ACTIVITÉ: Dites si chacune des phrases suivantes va dans le sens du texte sur les révolutions tunisienne et égyptienne : 1. Le régime de Ben Ali reposait sur l’armée. 2. El Baradei a été invité au dialogue avec l’opposition. 3. Le texte cite le Yémen parmi les pays où le mouvement commence à se montrer. Répondez par oui ou non, puis recopiez tels quels les mots du texte qui permettent de trancher.

TEXTE À LIRE:
/---

Les révolutions tunisienne et egyptienne : de la triple distinction

Nombreux sont les observateurs, dans le monde occidental, à considérer les actuelles révolutions tunisienne et égyptienne de même empreinte sociologique. C’est là une grave erreur de jugement politique tout autant que de perspective historique. Certes les peuples tunisiens et égyptiens ont-ils au moins, en ce formidable et noble combat, deux importants, et même essentiels, points en commun, dont on ne pourra bien évidemment que se réjouir : leur inextinguible soif de démocratie et, parallèlement, leur tout aussi invincible volonté de renverser ces dictatures qui les ont si longtemps, et souvent de la manière la plus cruelle qui soit, opprimés. Il est même fort probable que l’ampleur de ces mouvements de masse s’étendra très bientôt, tant ses revendications s’avèrent aussi économiquement justifiées qu’idéologiquement légitimes, à tout le monde arabo-musulman, ainsi qu’on le voit déjà poindre au Yémen, en Jordanie, en Algérie et même, quoique dans une moindre mesure, au Maroc, monarchie de droit divin encore réputée (à tort) réfractaire à ce genre de protestation.
 
Mais voilà : tout ceci étant dit et admis, reste que les situations tunisienne et égyptienne ne sont pas identiques, loin s’en faut, et que leurs différences se révèlent même plus fondamentales, par-delà les apparences, que leurs similitudes.
 
- La première de ces différences est à chercher dans la nature de ces régimes. Car, pour totalitaires que soient ces deux Etats (y compris dans leur tentaculaire contrôle des médias), celui du dictateur tunisien (Ben Ali) reposait sur l’appareil policier, certes redoutable mais néanmoins relativement fragile tant il était honnis par le peuple, tandis que celui du despote égyptien (Moubarak) s’appuie sur la force militaire, pouvoir structurellement beaucoup plus difficile à vaincre et jouissant encore, nonobstant ses multiples exactions, d’un réel prestige auprès des masses populaires. Preuve en est que la révolution tunisienne semble effectivement accomplie, avec le départ précipité et fort peu glorieux de Ben Ali, alors que la révolution égyptienne piétine et se cherche désespérément, confinée qu’elle est sur la pace centrale du Caire, avec un Moubarak encore accroché, malgré un règne certes chancelant et quelques accommodements de circonstance (un pseudo-dialogue avec une opposition au sein de laquelle le prix Nobel de la paix El Baradei n’a même pas été invité à participer), à son inamovible poste de commandement en chef.

\---

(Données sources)

/---

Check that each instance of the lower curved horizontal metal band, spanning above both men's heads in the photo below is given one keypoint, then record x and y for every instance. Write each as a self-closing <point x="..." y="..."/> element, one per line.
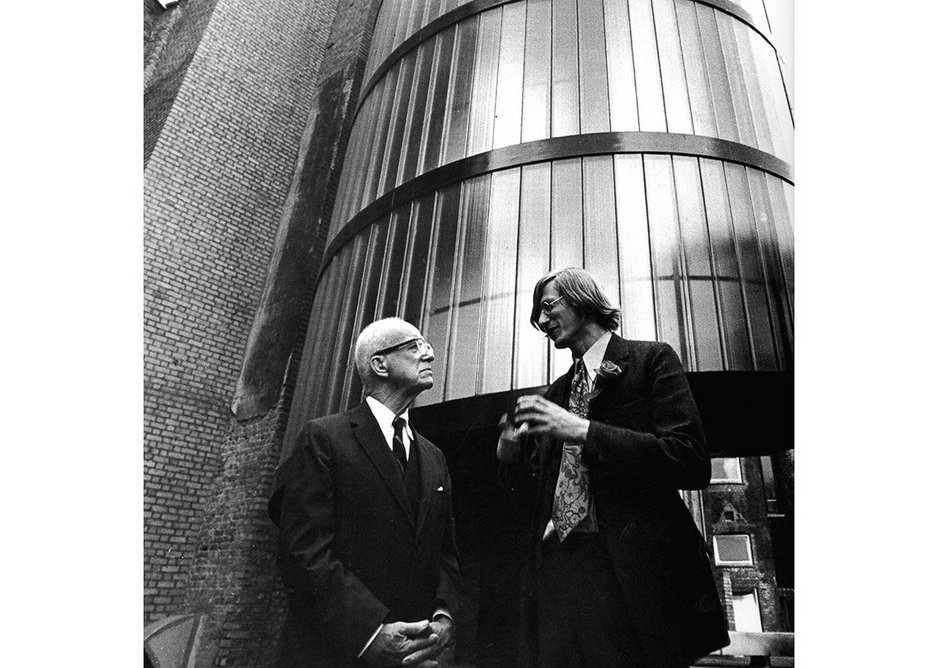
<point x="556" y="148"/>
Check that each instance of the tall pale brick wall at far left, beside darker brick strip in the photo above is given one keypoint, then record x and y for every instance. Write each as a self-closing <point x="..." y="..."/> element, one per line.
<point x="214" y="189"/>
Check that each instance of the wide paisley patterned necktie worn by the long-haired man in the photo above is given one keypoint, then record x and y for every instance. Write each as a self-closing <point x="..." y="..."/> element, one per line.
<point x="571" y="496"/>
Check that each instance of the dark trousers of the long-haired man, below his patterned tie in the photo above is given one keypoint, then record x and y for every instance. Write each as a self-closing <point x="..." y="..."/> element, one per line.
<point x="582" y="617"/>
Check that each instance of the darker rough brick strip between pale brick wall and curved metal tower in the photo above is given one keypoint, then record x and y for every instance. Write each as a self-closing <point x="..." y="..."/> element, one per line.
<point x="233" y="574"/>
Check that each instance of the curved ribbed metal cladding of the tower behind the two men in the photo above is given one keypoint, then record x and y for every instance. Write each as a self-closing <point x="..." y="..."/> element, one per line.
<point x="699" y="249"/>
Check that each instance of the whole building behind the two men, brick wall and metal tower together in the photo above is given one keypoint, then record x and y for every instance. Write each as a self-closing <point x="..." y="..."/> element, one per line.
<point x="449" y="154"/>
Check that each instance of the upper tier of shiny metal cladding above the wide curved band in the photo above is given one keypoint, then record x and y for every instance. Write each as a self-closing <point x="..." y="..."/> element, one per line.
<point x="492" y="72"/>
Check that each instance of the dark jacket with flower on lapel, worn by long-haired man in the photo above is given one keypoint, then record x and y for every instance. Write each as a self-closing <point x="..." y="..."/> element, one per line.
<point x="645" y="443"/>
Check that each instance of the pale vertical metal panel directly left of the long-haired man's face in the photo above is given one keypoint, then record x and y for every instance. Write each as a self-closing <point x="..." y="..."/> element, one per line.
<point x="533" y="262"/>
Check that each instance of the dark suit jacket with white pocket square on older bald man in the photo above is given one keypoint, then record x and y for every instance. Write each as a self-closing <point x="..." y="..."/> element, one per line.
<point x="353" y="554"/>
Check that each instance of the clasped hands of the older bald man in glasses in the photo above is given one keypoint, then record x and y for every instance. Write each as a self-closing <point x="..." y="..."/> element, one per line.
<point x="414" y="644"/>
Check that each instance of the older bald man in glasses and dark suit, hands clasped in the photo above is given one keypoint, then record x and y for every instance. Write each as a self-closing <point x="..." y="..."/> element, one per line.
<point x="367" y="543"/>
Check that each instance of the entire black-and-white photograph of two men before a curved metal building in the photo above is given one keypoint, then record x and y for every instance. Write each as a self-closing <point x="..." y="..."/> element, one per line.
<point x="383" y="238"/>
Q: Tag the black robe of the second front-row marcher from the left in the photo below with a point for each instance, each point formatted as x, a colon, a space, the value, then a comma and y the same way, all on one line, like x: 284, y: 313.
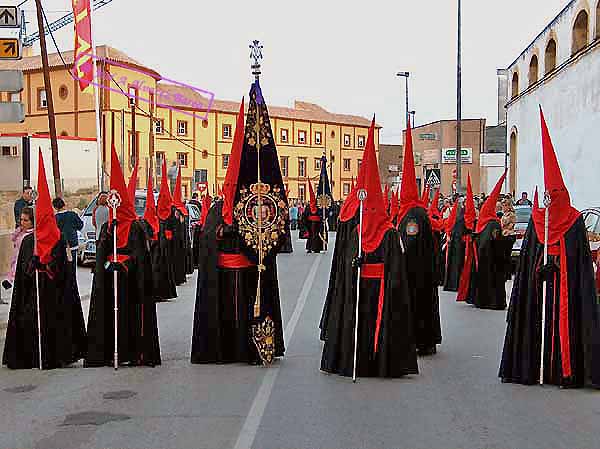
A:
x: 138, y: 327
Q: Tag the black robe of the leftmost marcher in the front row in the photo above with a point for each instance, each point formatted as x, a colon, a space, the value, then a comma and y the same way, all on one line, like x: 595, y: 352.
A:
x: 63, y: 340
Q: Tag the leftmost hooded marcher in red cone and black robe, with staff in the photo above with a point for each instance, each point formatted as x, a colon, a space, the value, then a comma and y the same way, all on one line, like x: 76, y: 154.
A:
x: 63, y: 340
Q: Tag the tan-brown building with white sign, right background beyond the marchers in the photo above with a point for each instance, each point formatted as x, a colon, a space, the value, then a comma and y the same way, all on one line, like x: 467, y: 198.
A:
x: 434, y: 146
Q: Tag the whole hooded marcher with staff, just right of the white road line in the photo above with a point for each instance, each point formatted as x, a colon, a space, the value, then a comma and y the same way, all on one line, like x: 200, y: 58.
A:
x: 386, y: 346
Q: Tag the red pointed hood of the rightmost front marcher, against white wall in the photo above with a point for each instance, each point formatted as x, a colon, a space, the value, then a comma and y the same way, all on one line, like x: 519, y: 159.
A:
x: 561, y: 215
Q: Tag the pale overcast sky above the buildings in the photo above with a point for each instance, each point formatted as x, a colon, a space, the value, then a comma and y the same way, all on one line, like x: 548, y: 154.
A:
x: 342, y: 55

\---

RÉPONSE:
1. Non : « celui du dictateur tunisien (Ben Ali) reposait sur l’appareil policier »
2. Non : « le prix Nobel de la paix El Baradei n’a même pas été invité à participer »
3. Oui : « ainsi qu’on le voit déjà poindre au Yémen »